Reading text:
☆ ☆ ☆ ☆

# Remaining permits



## Amy (Jan 22, 2009)

Some of you may have already seen this, but here's the list of permits remaining after the 2013 big game drawing.

And for the new Dedicated Hunters, the link to the _Conservation and ethics course_ is now online.


----------



## goofy elk (Dec 16, 2007)

Well now, That's a truckload of tags yet to sell!!

And with this rule, I suspect many will covert to anyweapon tags;-)

*September 16: Unsold general-season archery deer permits convert to muzzleloader permits 
*If any general-season archery deer permits remain unsold at the end of the general archery season, they will convert to general-season muzzleloader deer permits on Sept. 16, 2013. You can buy these permits, if available, beginning at 8 a.m. at _wildlife.utah.gov _and from license agents and Division offices. 
*October 7: Unsold general-season muzzleloader deer permits convert to any legal weapon permits 
*If any general-season muzzleloader deer permits remain unsold at the end of the general muzzleloader season, they will convert to general-season any legal weapon deer permits on Oct. 7, 2013. You can buy these permits, if available, beginning at 8 a.m. at _wildlife.utah.gov _and from license agents and Division offices.

☆ ☆ ☆ ☆

Data extract:
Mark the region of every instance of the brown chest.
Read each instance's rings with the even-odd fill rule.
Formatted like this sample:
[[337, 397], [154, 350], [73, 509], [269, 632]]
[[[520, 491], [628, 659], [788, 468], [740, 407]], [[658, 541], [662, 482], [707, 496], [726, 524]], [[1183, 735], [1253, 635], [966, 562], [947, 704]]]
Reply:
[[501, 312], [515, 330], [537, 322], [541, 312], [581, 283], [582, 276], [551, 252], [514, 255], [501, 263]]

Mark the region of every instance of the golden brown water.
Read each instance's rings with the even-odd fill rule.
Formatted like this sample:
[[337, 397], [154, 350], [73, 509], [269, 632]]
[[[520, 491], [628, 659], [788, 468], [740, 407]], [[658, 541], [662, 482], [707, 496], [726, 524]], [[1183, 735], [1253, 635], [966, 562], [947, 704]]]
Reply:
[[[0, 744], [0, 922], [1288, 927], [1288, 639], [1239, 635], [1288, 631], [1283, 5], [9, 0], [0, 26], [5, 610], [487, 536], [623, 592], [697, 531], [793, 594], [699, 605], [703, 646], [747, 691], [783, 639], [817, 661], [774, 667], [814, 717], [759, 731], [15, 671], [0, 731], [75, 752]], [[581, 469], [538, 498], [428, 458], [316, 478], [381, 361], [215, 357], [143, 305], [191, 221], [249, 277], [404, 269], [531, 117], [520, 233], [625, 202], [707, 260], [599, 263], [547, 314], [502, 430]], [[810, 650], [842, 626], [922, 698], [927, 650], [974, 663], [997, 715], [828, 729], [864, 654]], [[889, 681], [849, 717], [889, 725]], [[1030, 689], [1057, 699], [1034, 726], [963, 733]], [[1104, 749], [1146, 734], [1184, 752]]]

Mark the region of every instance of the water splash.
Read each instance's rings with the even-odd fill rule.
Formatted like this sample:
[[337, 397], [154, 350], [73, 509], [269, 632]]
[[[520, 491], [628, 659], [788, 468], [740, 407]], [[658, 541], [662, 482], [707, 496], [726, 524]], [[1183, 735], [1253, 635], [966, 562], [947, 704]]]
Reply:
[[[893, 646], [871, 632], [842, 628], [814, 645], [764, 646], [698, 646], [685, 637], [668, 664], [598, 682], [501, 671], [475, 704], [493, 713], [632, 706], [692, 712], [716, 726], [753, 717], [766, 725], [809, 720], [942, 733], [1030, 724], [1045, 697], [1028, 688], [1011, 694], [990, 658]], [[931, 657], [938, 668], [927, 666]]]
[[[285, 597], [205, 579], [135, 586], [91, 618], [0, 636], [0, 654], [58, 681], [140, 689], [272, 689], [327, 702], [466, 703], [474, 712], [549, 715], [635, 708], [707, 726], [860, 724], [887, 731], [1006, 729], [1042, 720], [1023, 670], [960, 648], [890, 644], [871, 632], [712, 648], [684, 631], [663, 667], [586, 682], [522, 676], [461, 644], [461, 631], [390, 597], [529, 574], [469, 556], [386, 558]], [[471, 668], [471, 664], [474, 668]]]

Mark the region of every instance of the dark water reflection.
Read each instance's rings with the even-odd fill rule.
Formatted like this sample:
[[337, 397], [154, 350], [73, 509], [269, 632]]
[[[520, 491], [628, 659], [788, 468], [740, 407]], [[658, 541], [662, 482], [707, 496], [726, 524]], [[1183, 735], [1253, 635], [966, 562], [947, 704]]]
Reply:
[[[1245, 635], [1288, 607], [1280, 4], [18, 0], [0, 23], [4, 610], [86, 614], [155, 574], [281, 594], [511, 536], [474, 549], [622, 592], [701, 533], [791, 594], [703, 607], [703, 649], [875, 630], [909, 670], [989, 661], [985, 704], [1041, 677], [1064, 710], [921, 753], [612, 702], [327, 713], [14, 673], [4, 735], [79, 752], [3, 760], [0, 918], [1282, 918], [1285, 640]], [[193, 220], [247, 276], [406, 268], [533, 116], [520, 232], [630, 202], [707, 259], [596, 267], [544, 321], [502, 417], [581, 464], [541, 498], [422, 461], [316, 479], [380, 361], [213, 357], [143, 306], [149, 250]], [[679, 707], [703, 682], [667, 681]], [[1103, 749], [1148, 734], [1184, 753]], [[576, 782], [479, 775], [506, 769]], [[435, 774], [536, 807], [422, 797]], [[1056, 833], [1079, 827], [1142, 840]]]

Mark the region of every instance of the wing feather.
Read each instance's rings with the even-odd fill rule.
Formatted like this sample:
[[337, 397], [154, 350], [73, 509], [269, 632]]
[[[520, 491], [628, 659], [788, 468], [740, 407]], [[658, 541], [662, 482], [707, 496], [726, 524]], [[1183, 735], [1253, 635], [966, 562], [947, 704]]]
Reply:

☆ ☆ ☆ ☆

Goal A:
Answer these from the thread about remaining permits, one answer per line, marked the same way:
(i) According to Amy's post, what link for new Dedicated Hunters is now online?
(ii) On what date do unsold general-season archery deer permits convert to muzzleloader permits?
(iii) At what time of day can the converted permits first be bought?
Goal B: Summarize the thread about remaining permits in two sentences.
Goal C: Carry on the thread about remaining permits from its final sentence.

Expected answer A:
(i) The link to the Conservation and ethics course.
(ii) Sept. 16, 2013.
(iii) 8 a.m.

Expected answer B: Amy shares the list of permits remaining after the 2013 big game drawing and notes that the Conservation and ethics course link for new Dedicated Hunters is now online. goofy elk remarks that many tags are still unsold and quotes the rule that unsold general-season archery deer permits convert to muzzleloader permits on Sept. 16, 2013, and unsold muzzleloader permits convert to any legal weapon permits on Oct. 7, 2013.

Expected answer C:
----------



## Critter (Mar 20, 2010)

Another State of Utah fiasco. 

I can see a situation where a hunter put in for a general buck deer tag and didn't draw, there are then left over archery tags. Lets say that the archery tags don't sell and they go to the muzzle loader, then they don't sell as a muzzle loader tag so they go to the any weapon hunt. Now hunters are buying tags over the counter on a first come first served basis and leaving the hunters that put in for the tags out in the cold so to speak. 

I know what I described is all hypothetical but it could happen.


----------



## Lonetree (Dec 4, 2010)

Critter said:


> Another State of Utah fiasco.
> 
> I can see a situation where a hunter put in for a general buck deer tag and didn't draw, there are then left over archery tags. Lets say that the archery tags don't sell and they go to the muzzle loader, then they don't sell as a muzzle loader tag so they go to the any weapon hunt. Now hunters are buying tags over the counter on a first come first served basis and leaving the hunters that put in for the tags out in the cold so to speak.
> 
> I know what I described is all hypothetical but it could happen.


It has happened. I talked to a guy last year, that did not get a rifle tag for the unit he and his family had hunted for 30 years. Actually, several people in his family did not draw. Then the unsold archery and muzzy tags went over the counter rifle tags. A few of the family members then got rifle tags. Only to end up dealing with a bunch of people in the area they hunt, and several crowding issues.

I know, Option WTF! will work it self out. That is what this guy use to tell me when he was an early proponent of Option WTF!


----------



## elkfromabove (Apr 20, 2008)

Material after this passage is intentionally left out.